LISTING —
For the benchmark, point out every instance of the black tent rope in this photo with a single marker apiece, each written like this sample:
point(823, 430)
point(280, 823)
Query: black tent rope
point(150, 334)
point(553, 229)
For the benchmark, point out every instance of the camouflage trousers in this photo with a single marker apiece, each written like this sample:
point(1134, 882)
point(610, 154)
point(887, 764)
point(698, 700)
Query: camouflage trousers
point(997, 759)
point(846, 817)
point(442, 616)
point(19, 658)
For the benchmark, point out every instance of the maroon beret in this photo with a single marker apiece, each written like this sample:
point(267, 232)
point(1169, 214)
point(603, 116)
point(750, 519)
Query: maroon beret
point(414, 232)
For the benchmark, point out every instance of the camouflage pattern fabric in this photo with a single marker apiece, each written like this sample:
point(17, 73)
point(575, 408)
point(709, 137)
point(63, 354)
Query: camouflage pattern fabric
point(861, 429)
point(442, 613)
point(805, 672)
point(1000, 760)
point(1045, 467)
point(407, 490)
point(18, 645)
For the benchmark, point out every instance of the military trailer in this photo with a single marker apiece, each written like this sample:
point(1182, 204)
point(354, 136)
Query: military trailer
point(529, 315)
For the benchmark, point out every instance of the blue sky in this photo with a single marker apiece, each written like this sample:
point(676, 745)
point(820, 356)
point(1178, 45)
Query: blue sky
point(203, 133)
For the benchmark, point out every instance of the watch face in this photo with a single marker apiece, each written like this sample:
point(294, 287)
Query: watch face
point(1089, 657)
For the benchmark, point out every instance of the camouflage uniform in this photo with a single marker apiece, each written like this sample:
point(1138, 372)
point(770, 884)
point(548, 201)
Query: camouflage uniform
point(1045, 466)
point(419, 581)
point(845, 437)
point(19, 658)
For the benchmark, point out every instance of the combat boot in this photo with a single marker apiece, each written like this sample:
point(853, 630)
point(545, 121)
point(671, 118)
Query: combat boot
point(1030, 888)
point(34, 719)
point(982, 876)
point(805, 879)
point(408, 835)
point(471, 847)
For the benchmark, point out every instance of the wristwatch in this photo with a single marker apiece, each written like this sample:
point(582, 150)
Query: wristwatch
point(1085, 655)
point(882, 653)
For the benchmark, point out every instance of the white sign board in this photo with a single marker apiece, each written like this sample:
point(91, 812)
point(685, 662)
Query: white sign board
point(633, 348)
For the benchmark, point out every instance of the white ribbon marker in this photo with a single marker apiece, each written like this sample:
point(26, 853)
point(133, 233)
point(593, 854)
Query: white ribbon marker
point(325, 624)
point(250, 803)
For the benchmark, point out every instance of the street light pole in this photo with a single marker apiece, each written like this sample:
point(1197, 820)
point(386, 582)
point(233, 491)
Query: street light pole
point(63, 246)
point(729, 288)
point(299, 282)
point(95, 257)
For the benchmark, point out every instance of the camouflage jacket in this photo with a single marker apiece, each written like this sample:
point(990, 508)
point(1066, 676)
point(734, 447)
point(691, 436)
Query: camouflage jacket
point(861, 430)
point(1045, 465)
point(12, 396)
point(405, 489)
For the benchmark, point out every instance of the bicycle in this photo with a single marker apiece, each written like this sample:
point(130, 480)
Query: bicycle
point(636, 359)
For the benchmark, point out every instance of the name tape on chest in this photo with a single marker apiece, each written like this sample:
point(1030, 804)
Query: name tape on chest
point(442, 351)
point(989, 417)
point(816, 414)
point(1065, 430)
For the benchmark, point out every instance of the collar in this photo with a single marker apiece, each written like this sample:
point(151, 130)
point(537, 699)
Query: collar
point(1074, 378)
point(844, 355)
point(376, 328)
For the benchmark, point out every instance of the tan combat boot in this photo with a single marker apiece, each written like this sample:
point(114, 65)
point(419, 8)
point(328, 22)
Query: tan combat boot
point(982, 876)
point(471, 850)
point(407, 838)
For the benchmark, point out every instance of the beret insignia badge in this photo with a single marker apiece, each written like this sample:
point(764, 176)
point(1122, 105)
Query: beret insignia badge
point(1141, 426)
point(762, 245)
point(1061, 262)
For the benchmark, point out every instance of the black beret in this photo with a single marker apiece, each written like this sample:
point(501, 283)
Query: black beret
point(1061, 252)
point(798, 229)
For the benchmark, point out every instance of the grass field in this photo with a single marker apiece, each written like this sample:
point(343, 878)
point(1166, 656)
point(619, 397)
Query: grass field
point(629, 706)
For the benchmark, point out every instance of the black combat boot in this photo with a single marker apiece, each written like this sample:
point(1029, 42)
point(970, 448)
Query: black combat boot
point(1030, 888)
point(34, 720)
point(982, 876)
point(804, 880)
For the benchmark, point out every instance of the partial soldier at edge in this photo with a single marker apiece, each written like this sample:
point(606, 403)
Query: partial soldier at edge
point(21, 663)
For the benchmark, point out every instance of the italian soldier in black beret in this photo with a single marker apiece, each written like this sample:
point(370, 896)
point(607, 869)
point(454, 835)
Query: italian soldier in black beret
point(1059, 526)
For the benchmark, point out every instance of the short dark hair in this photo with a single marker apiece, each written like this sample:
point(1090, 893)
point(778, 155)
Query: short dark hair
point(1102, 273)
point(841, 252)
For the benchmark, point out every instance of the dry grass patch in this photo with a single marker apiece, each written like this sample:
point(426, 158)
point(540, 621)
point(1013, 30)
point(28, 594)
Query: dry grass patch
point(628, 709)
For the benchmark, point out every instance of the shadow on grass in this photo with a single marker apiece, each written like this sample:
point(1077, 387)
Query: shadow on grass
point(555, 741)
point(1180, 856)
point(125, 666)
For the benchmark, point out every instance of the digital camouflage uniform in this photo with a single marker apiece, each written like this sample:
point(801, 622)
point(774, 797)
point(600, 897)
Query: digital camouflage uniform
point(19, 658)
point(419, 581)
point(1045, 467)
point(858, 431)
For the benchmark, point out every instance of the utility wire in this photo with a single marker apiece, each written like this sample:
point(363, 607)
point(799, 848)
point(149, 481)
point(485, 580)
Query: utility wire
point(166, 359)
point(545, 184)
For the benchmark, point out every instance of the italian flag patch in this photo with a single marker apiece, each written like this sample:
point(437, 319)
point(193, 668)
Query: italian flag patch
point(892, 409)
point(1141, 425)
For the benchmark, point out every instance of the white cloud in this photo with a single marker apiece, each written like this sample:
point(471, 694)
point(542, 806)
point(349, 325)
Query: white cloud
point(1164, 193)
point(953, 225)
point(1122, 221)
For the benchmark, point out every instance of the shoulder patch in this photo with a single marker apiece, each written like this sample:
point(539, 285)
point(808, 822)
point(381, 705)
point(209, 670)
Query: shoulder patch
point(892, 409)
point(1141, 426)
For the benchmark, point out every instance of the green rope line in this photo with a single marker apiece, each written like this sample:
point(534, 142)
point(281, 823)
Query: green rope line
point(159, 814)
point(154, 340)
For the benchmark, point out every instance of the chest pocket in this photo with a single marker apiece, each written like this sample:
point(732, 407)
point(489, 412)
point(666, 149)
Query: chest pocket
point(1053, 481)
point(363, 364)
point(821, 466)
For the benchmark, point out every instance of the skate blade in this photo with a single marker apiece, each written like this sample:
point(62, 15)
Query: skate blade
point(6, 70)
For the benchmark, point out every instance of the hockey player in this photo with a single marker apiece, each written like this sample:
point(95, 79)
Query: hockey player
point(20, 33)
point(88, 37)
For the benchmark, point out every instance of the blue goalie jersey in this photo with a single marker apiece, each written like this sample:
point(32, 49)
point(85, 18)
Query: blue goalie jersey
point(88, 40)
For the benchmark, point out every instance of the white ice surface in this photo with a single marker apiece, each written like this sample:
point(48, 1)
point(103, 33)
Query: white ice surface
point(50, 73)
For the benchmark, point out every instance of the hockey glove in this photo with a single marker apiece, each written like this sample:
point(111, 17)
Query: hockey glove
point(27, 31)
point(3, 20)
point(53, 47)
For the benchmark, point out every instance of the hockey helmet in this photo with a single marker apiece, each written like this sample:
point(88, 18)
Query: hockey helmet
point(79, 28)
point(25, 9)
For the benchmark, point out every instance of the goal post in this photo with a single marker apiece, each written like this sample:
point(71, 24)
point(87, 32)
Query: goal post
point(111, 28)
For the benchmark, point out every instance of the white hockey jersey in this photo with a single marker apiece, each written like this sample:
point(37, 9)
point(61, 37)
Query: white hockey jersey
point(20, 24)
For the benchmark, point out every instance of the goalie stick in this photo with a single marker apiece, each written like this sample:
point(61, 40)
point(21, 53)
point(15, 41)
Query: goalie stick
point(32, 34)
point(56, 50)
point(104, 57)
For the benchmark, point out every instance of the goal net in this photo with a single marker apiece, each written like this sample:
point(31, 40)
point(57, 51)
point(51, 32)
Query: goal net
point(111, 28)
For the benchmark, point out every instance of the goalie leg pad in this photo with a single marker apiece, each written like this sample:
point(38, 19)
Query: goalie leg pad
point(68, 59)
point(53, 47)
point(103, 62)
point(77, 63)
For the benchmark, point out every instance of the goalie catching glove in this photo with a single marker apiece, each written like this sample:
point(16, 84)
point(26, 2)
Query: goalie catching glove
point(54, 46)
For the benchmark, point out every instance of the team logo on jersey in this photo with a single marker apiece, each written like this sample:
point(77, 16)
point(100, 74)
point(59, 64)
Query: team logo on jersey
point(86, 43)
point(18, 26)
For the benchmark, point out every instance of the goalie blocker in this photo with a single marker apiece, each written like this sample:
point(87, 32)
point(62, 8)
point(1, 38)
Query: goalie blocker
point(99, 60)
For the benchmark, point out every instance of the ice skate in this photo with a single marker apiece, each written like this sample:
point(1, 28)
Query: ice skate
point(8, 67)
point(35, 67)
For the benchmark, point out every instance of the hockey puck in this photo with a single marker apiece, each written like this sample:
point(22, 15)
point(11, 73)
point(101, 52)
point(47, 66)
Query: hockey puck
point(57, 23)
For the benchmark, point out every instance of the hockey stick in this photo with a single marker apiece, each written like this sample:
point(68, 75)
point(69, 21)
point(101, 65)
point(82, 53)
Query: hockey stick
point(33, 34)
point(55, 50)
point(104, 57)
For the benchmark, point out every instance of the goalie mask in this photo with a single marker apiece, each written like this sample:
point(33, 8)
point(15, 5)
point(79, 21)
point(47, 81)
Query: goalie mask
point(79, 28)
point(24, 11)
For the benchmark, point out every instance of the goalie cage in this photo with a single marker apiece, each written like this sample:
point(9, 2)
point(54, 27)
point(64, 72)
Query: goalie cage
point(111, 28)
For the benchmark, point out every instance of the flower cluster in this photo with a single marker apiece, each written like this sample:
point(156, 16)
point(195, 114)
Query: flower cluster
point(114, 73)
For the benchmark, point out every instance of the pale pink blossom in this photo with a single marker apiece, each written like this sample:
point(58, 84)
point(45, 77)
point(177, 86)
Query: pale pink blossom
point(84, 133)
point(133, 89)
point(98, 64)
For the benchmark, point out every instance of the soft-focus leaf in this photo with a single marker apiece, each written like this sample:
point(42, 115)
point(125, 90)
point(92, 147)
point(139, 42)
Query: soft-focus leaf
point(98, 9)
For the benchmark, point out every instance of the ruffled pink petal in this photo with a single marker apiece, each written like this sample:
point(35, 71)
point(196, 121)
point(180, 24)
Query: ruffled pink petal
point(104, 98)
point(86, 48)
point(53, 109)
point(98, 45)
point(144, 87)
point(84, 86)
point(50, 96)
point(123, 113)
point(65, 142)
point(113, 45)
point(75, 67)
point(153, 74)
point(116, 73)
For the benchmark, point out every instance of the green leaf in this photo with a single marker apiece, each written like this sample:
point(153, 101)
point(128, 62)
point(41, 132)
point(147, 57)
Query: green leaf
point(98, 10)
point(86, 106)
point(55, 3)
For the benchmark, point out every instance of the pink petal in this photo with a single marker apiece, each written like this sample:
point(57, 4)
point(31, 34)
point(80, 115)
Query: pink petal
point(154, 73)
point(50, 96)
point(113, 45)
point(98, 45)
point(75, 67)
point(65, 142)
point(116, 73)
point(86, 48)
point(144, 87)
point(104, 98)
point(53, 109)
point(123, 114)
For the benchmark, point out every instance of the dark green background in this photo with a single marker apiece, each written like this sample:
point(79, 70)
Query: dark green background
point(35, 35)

EXERCISE DETAILS —
Rename "benchmark" to "evaluation" in the items, starting at the very first line and stopping after the line that contains "point(414, 232)". Reproduce only those lines, with everything else left unchanged.

RESULT BELOW —
For the evaluation, point out every instance of the black tent rope in this photo with a single marker apiece, each written like this sample:
point(823, 430)
point(280, 823)
Query: black tent rope
point(150, 334)
point(553, 229)
For the evaluation, point out every instance of the camouflage trousers in this photo with a single marker apiece, each written like this sample:
point(1134, 882)
point(610, 154)
point(887, 764)
point(698, 700)
Query: camouflage trousers
point(997, 759)
point(846, 817)
point(442, 616)
point(19, 658)
For the evaluation, point out every instance of the maroon beret in this photo with a single marker apiece, each written like this sample:
point(267, 232)
point(1169, 214)
point(603, 116)
point(750, 519)
Query: maroon beret
point(414, 232)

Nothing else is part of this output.